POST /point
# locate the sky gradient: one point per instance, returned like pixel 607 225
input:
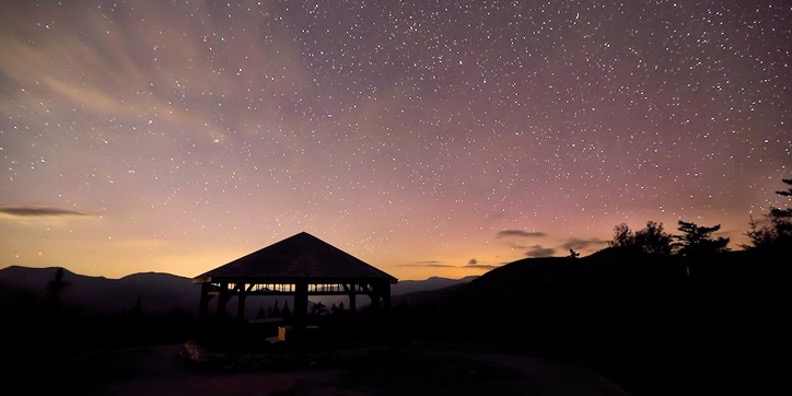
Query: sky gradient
pixel 427 138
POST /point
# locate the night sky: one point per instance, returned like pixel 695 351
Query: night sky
pixel 427 138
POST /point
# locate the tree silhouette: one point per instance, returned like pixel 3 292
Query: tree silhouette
pixel 779 232
pixel 697 241
pixel 652 239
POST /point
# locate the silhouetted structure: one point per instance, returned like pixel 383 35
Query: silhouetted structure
pixel 299 266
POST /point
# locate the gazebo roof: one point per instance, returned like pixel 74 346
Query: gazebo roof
pixel 298 257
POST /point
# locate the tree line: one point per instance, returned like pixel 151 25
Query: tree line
pixel 698 241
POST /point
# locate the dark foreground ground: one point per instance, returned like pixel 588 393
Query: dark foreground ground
pixel 414 369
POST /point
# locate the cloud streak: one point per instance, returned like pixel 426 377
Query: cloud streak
pixel 519 233
pixel 538 251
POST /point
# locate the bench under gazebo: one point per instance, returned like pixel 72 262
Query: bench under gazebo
pixel 299 266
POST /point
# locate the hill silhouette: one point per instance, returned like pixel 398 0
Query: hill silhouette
pixel 657 324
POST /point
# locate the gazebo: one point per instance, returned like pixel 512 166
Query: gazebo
pixel 299 266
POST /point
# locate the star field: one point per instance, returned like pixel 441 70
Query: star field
pixel 424 137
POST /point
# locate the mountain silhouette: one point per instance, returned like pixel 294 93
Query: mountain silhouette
pixel 151 292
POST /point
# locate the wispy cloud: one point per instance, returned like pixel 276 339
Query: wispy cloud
pixel 578 244
pixel 472 263
pixel 519 233
pixel 538 251
pixel 38 211
pixel 428 263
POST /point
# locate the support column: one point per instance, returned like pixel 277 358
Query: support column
pixel 300 307
pixel 203 308
pixel 352 300
pixel 222 301
pixel 241 296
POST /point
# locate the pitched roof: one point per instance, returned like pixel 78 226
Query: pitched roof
pixel 297 257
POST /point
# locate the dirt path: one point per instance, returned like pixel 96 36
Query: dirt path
pixel 414 370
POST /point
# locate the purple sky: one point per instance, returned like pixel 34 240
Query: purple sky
pixel 427 138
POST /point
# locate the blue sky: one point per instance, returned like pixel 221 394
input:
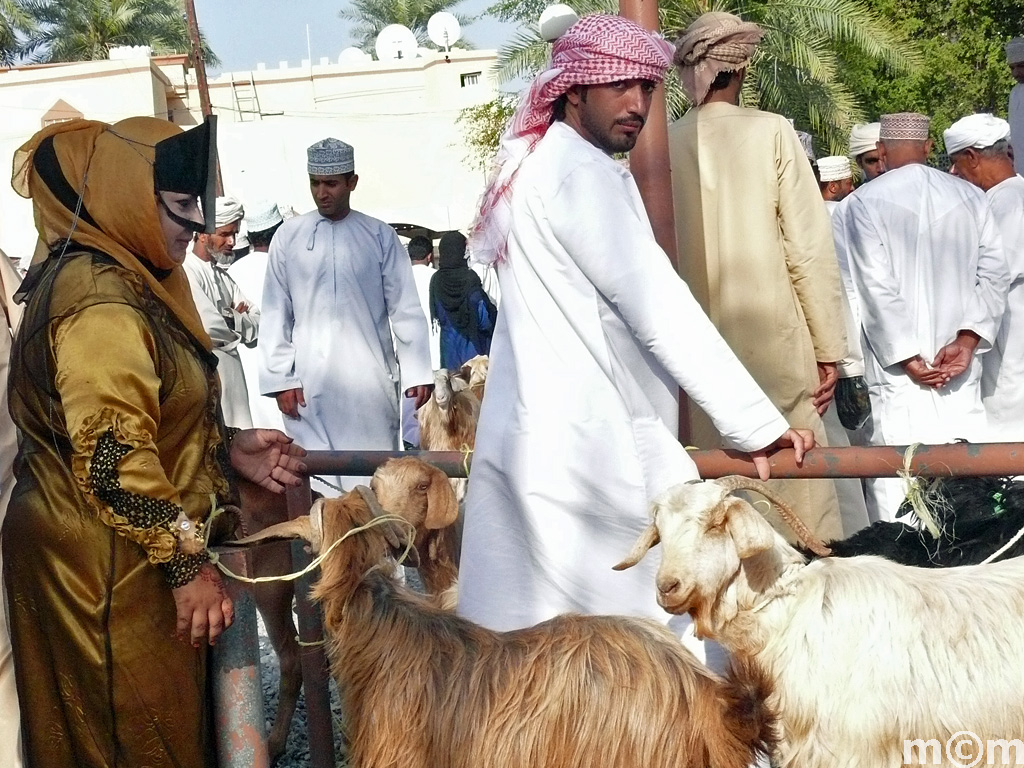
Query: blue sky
pixel 246 32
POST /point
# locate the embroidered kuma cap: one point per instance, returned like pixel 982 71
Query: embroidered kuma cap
pixel 330 157
pixel 835 168
pixel 904 126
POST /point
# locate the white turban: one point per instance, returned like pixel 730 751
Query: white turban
pixel 863 137
pixel 835 168
pixel 976 131
pixel 1015 50
pixel 262 215
pixel 228 210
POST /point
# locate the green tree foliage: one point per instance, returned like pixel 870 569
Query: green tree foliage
pixel 14 25
pixel 370 16
pixel 483 126
pixel 795 73
pixel 962 43
pixel 86 30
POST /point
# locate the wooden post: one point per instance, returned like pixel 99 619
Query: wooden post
pixel 200 66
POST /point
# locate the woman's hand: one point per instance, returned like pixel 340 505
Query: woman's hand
pixel 800 440
pixel 268 458
pixel 204 608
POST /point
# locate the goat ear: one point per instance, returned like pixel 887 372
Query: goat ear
pixel 750 531
pixel 442 508
pixel 647 539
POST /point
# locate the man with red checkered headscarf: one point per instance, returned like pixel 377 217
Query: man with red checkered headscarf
pixel 595 333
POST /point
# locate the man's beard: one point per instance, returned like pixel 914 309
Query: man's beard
pixel 221 258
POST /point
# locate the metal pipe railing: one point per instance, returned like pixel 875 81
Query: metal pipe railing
pixel 958 459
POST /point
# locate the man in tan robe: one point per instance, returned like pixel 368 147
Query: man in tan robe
pixel 755 244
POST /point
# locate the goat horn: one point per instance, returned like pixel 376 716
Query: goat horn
pixel 300 527
pixel 647 540
pixel 735 482
pixel 394 537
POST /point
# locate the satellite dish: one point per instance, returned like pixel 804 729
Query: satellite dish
pixel 395 41
pixel 353 55
pixel 555 20
pixel 443 30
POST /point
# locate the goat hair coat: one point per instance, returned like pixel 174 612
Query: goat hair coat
pixel 578 428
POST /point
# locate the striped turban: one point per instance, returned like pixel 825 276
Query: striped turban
pixel 715 43
pixel 596 50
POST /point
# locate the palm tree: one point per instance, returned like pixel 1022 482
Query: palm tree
pixel 13 19
pixel 86 30
pixel 370 16
pixel 794 73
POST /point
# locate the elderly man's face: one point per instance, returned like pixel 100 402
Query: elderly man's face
pixel 870 164
pixel 612 115
pixel 221 241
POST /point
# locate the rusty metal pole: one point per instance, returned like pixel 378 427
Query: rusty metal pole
pixel 311 656
pixel 957 459
pixel 953 460
pixel 651 169
pixel 238 690
pixel 200 66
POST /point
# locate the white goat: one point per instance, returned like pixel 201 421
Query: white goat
pixel 424 688
pixel 864 654
pixel 474 371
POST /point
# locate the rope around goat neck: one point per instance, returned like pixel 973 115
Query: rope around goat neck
pixel 215 558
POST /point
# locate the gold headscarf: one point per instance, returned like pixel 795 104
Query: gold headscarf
pixel 109 169
pixel 716 42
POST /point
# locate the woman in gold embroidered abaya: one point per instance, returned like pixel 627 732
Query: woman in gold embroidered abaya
pixel 114 602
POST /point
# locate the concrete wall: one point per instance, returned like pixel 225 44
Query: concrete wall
pixel 100 90
pixel 399 116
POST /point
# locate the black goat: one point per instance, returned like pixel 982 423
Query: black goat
pixel 977 516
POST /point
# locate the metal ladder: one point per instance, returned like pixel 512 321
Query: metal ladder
pixel 246 98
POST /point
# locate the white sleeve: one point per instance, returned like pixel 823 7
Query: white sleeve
pixel 408 322
pixel 275 350
pixel 205 295
pixel 853 364
pixel 247 323
pixel 613 246
pixel 988 300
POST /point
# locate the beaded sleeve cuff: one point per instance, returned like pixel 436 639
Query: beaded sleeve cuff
pixel 146 515
pixel 182 568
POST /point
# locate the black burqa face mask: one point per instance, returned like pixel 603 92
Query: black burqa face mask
pixel 186 164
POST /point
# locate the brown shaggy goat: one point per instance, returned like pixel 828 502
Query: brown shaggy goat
pixel 419 492
pixel 424 688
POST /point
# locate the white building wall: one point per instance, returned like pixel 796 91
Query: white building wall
pixel 100 90
pixel 399 116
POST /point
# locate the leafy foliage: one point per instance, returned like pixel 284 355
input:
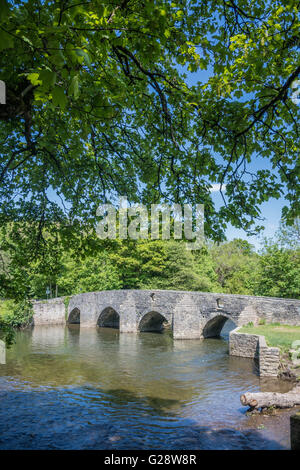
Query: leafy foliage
pixel 99 104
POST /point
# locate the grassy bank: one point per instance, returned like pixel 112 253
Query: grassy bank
pixel 13 315
pixel 276 335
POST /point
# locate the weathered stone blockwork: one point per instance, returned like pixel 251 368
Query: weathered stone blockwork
pixel 295 431
pixel 268 359
pixel 189 314
pixel 243 344
pixel 49 312
pixel 255 346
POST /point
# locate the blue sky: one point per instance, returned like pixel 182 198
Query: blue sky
pixel 270 211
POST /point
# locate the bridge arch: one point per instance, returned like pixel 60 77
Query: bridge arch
pixel 214 326
pixel 74 316
pixel 109 318
pixel 153 321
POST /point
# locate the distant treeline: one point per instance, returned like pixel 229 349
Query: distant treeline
pixel 231 267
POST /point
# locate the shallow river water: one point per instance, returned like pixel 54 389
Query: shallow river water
pixel 93 388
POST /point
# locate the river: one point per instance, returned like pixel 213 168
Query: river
pixel 94 388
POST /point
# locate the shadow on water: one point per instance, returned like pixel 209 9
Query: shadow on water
pixel 93 388
pixel 78 426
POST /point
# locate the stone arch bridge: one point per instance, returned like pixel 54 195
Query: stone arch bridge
pixel 190 315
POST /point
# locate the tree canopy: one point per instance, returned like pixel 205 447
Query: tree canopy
pixel 100 102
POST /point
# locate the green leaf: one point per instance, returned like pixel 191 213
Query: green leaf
pixel 84 54
pixel 58 97
pixel 48 77
pixel 4 10
pixel 74 87
pixel 6 40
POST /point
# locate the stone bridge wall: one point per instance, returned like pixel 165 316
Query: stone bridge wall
pixel 189 314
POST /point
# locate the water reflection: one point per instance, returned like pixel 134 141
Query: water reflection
pixel 78 387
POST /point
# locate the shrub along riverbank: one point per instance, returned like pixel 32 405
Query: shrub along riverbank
pixel 13 315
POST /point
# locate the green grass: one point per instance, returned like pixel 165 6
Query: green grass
pixel 276 335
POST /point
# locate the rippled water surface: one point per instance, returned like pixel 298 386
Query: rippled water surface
pixel 93 388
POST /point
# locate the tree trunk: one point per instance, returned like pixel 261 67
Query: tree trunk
pixel 267 399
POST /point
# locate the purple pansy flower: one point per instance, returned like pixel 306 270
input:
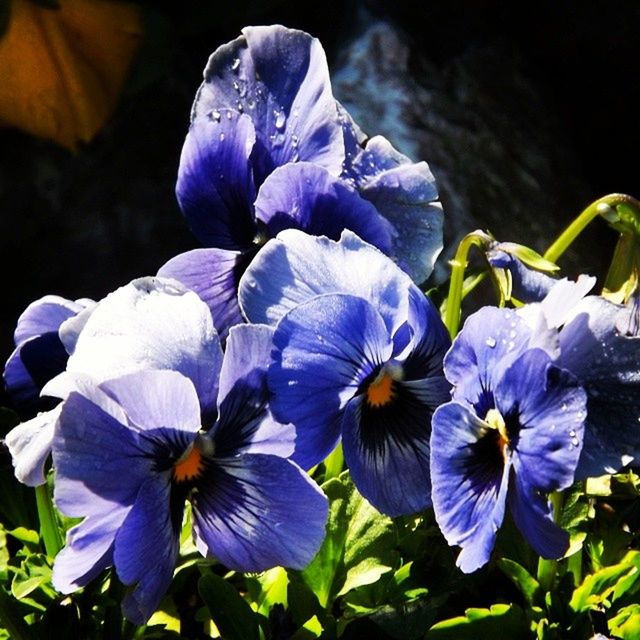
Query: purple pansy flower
pixel 40 353
pixel 149 323
pixel 357 355
pixel 129 451
pixel 269 148
pixel 512 434
pixel 589 336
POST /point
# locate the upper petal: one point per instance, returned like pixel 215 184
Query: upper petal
pixel 215 186
pixel 295 267
pixel 404 193
pixel 306 196
pixel 245 423
pixel 151 323
pixel 280 78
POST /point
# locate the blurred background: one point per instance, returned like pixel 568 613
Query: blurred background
pixel 525 112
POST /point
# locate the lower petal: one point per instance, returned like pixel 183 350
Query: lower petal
pixel 257 511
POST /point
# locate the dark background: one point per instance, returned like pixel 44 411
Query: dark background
pixel 548 90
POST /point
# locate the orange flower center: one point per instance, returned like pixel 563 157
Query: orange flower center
pixel 380 392
pixel 189 466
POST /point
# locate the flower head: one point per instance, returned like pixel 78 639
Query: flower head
pixel 511 435
pixel 357 356
pixel 129 451
pixel 269 148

══════

## What is asked
Show every line of the records above that contains the word "sleeve", matching case exactly.

## Response for this exercise
# locate the white sleeve: one point per instance, returned like pixel 823 7
Query: white sleeve
# locate the beaded sleeve cuff: one point per instance, returned like pixel 436 639
Query: beaded sleeve cuff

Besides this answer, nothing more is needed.